### DIRECTIONS:
Exact reproduction of all the entries is required, without any of their pictures.

START THE RECORDS

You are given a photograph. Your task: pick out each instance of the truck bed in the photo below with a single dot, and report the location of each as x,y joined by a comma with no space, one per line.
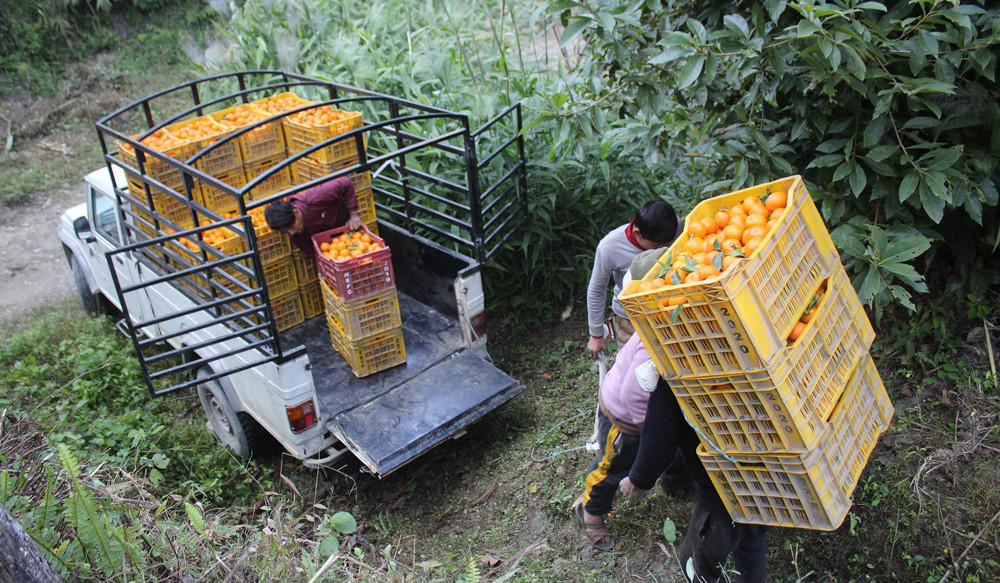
392,416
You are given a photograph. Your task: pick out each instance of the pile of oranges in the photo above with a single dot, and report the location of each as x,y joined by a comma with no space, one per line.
717,242
197,129
322,115
349,245
281,103
161,140
240,117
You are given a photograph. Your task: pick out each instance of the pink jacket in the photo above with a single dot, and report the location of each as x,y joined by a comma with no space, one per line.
623,400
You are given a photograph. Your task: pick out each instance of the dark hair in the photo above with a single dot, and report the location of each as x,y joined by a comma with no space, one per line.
279,215
657,221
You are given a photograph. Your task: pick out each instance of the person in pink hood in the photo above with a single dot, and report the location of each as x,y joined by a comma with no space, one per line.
622,399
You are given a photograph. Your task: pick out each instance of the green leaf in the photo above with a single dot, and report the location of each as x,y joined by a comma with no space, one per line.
908,186
329,546
874,131
692,69
737,23
195,518
573,30
343,522
907,248
932,204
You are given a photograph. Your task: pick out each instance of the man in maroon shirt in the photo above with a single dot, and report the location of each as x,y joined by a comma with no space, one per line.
323,207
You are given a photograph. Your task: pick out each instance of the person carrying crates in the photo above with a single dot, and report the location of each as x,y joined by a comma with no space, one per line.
712,536
323,207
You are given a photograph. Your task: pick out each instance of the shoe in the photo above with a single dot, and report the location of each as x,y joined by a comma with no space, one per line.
597,532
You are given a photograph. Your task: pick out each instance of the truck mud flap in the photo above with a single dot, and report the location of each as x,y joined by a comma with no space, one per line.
397,426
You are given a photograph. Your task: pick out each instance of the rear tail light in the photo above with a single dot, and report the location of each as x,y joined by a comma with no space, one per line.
301,416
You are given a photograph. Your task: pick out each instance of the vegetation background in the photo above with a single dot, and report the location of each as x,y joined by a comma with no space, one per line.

END THE RECORDS

### WRITTEN ANSWER:
You are given a photograph. Your task: pick out each instance of the truck bed in the photo below with a single dot, and report the location of each as x,y joined by a comma with no space, one per line.
392,416
You are given a photograph. Your task: pick out each instance of the pile of oranges in the photo above with a single dot, and report the location of each as x,y joined by a comma with no space, one per line.
717,242
197,129
322,115
349,245
281,103
161,140
240,117
You are given a photograph. Your task: pick out each instance of the pink jacket in the photo above with a single dot, and report the location of each as x,y joined by a comma with no space, one per line.
623,400
You are given a photograph. Your task: pick out each instance of the dark hair in the photo above with a single dot, and report the location of each as x,y joined by a comma with no space, one per line.
279,215
657,221
You are given a photograph. Your task: pick out each instance of the person in pink hood in the photo above with a single dot, and report the location of each as x,y joined by a comma with no space, one per line.
622,399
You are given a photograph. Your task: pick out each instance of the green leaf in the photo above with a single dot, and report the location of each as x,y joined by a comma with no space, one per line.
908,186
329,546
874,131
692,69
737,23
195,518
573,30
343,522
907,248
932,204
You are given a photograph. Your task: pick out each instance of the man in maroon shirt in the photo above with a single dot, and report the location of each as x,y joined by a comma with no space, one per line.
323,207
You are given a photograph. Your task: pick out each instance of the person carrying crates in the photo above with a single dot, and report the location of each as x,y joined by a comma with no space, one per line.
712,536
323,207
You are given a photograph. Your task: pick out each instance of the shoe in the photo above with a single dot, and report the location of each as x,y joined by a comma with no space, one per line.
597,532
You are given a photograph. Your task: pick out each instance of the truck mud flap in the photo above with a single dot, and report the location of each as x,y joined by a comma with no space, one per line.
397,426
You are given a photograph. Your task: pick out each instance of the rear tail light in the photo above with a single dot, and report the location of each as x,y joined by a comma with no space, one per line.
301,416
You are given a photograph. Your task: pick out each instance of the vegetation background in the photo above with a single dot, and report the location of each as x,y joined by a comma with no space, one per line.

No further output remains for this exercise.